-- start of MATERIAL --
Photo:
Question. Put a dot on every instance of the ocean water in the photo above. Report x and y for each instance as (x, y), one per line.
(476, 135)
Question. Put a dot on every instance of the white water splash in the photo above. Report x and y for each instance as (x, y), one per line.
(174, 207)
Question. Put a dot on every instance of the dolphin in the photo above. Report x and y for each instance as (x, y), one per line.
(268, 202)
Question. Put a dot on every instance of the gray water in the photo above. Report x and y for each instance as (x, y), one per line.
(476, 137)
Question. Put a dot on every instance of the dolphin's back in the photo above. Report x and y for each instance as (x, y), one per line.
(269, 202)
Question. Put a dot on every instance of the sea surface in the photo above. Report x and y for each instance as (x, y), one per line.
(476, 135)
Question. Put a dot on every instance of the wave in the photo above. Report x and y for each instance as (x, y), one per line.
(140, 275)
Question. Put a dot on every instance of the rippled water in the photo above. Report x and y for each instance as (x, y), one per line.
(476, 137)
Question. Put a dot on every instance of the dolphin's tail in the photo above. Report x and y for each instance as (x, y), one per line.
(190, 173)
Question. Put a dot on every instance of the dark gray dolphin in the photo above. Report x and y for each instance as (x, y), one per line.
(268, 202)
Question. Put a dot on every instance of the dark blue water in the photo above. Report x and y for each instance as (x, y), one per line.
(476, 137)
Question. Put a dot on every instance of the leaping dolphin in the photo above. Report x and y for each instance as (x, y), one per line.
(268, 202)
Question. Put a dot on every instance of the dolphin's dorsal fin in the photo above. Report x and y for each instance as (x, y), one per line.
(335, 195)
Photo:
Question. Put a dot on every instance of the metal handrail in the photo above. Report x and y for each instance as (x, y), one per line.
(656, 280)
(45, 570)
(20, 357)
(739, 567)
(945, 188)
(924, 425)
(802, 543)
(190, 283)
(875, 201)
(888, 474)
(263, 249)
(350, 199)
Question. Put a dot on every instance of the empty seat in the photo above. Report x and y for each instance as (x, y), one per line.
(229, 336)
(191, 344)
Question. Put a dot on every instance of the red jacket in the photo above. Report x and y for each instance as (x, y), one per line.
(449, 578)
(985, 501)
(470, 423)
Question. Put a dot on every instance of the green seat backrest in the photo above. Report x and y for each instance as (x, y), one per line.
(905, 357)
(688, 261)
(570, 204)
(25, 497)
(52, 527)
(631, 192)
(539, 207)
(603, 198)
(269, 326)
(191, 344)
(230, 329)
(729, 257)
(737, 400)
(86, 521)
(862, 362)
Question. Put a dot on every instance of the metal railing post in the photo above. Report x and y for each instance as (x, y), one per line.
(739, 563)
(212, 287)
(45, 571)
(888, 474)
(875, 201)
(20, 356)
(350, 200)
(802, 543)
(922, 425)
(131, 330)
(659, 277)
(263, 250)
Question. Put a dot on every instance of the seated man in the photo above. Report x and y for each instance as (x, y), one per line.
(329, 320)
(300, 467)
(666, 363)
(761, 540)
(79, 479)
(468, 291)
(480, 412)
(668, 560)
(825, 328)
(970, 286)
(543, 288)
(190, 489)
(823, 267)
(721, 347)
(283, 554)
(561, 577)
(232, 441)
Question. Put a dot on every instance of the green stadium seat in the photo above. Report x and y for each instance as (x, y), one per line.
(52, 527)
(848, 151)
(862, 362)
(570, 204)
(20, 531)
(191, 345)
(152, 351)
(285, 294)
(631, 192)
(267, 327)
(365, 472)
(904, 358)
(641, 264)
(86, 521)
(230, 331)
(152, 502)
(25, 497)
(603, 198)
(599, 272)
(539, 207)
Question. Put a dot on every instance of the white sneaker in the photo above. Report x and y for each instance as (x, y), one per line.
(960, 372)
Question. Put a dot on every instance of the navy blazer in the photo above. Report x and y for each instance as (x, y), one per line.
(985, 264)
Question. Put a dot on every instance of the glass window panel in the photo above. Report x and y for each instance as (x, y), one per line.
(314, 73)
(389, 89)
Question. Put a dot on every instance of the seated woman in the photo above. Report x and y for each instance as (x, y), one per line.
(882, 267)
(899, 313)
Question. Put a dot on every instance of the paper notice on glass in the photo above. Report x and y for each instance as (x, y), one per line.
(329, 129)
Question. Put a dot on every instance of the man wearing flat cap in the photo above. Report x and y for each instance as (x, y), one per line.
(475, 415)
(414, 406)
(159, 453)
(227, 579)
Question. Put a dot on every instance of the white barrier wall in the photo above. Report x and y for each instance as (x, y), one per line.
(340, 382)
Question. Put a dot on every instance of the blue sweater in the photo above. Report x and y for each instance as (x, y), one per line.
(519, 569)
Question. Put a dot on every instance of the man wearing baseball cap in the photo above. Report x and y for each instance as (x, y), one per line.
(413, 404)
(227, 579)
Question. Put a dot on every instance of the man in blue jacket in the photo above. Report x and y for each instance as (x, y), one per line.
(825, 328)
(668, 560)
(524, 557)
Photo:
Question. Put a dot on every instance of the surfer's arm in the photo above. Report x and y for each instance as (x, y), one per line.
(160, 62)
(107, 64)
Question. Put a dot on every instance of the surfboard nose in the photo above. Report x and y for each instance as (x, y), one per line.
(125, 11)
-- end of MATERIAL --
**YOUR INSTRUCTIONS**: Quote the listing in full, please, keeping every line exact.

**TASK RESPONSE**:
Photo:
Question. Put a dot on every instance of the ocean water in the photo above. Report x and y for each instance as (x, y), one per line.
(476, 135)
Question. Put a dot on every instance of the white water splash in the photo above. Report x and y for each instance as (x, y), one per line.
(174, 207)
Question. Put a dot on every instance of the dolphin in the photo above. Report x and y for each instance as (x, y), one per line.
(268, 202)
Question. Put a dot on every instance of the gray water in the photo above. Report x and y for each instance as (x, y), one per line.
(476, 137)
Question. Put a dot on every instance of the dolphin's back in the photo above. Report x and y for each instance as (x, y), one per line.
(269, 202)
Question. Put a dot on every instance of the sea surface in the photo above. Report x and y for each instance as (x, y), one per line.
(476, 135)
Question. Put a dot on every instance of the wave in the photo above. Report x and y for each instance as (x, y), one per line.
(140, 275)
Question. Put a dot on every instance of the rippled water in the photo above. Report x and y for each instance as (x, y), one per line.
(476, 137)
Question. Put a dot on every instance of the dolphin's tail in the photo above. Report x and y for each instance as (x, y), one per line.
(190, 173)
Question. Put a dot on every instance of the dark gray dolphin in the photo above. Report x and y for each instance as (x, y), one per line.
(268, 202)
Question. Put a dot on every instance of the dark blue water in the photo above. Report x and y for each instance as (x, y), one per line.
(476, 137)
Question. Put a dot on every instance of the leaping dolphin in the photo above. Report x and y for each instance as (x, y), one per line.
(268, 202)
Question. Put a dot on every instance of the dolphin's dorsal fin in the photo above. Report x and y for each instance as (x, y), one per line.
(335, 195)
Photo:
Question. Put a dot on every instance of the metal handrail in the photo above. Report x and y for each instance as (x, y), one per line.
(656, 280)
(45, 570)
(20, 357)
(739, 567)
(945, 188)
(924, 425)
(802, 543)
(190, 283)
(875, 201)
(888, 474)
(263, 249)
(350, 199)
Question. Put a dot on every instance of the empty seat in the photo above. Report x and y for each instance as (x, y), one per line.
(229, 336)
(191, 344)
Question. Put a dot on every instance of the red jacket in the photo above. Report x and y for each instance as (x, y), one per line.
(449, 578)
(985, 501)
(470, 423)
Question. Put a dot on every instance of the green seat backrest in the photo above. Report x and y for each instance as (x, y), one per line.
(905, 357)
(688, 261)
(570, 204)
(25, 497)
(52, 527)
(631, 192)
(539, 207)
(603, 198)
(269, 326)
(191, 344)
(230, 329)
(729, 257)
(737, 400)
(86, 521)
(862, 362)
Question. Put a dot on every instance of the metal railing post in the photo above. Report x and y for each instance as (x, y), one per line.
(739, 563)
(212, 287)
(45, 571)
(888, 474)
(875, 201)
(20, 356)
(350, 200)
(802, 543)
(922, 425)
(131, 330)
(659, 277)
(263, 250)
Question. Put a dot on every instance of the seated man in the photo above. Report x and y for each instance as (x, y), one per line.
(329, 320)
(300, 467)
(666, 363)
(761, 540)
(79, 479)
(468, 291)
(480, 412)
(668, 560)
(825, 328)
(970, 286)
(543, 288)
(190, 489)
(823, 267)
(721, 347)
(283, 554)
(561, 577)
(232, 441)
Question. Put a dot on every instance of the green stadium seat in the photo above. Report x and y for each instance as (x, y), one per line.
(52, 527)
(848, 151)
(862, 362)
(570, 204)
(20, 531)
(191, 345)
(152, 351)
(285, 294)
(631, 192)
(267, 327)
(365, 472)
(904, 358)
(641, 264)
(86, 521)
(230, 331)
(152, 502)
(25, 497)
(603, 198)
(599, 272)
(539, 207)
Question. Put a dot on every instance of the white sneaker in the photo above. Report x and y for each instance as (x, y), one per line.
(960, 372)
Question. Put a dot on every instance of the navy blazer in the photo above. Report x and y for each instance as (x, y), one per line.
(985, 264)
Question. Put a dot on every instance of the glass window panel in the photo above. Report x and y for each instance as (x, y), one per line.
(314, 73)
(389, 89)
Question. Put a dot on every instance of the seated woman in the photo above. Report x and y for each instance as (x, y), one per line.
(882, 267)
(899, 313)
Question. Put a dot on every instance of the paper notice on glass in the photo above. Report x and y for each instance as (x, y), one per line.
(329, 129)
Question. Put a dot on every instance of the man wearing flat cap in the photo above. Report x and y for each instance as (x, y), one per line.
(475, 415)
(414, 406)
(159, 453)
(227, 579)
Question. Put a dot on every instance of the white barrier wall in the photo above. Report x and y for each instance as (x, y), one per line.
(340, 382)
Question. Put a dot on every instance of the blue sweater in the photo above. Report x and y for each instance as (x, y), one per line.
(519, 569)
Question. Put a dot on every instance of the man wearing baseball cap in the photo above. Report x and y for each instance as (x, y), one per line.
(413, 404)
(227, 579)
Question. Put a dot on every instance of the man in blue jacket in the photo above. Report x and y for each instance as (x, y), one per line.
(825, 328)
(668, 560)
(524, 557)
Photo:
Question. Put a dot on every instance of the surfer's arm in the photo above. Report x and y for each instance as (x, y), one per line.
(160, 62)
(107, 64)
Question. Put a dot on every instance of the surfboard nose in the photo above. Report x and y for each instance as (x, y), one per line.
(125, 11)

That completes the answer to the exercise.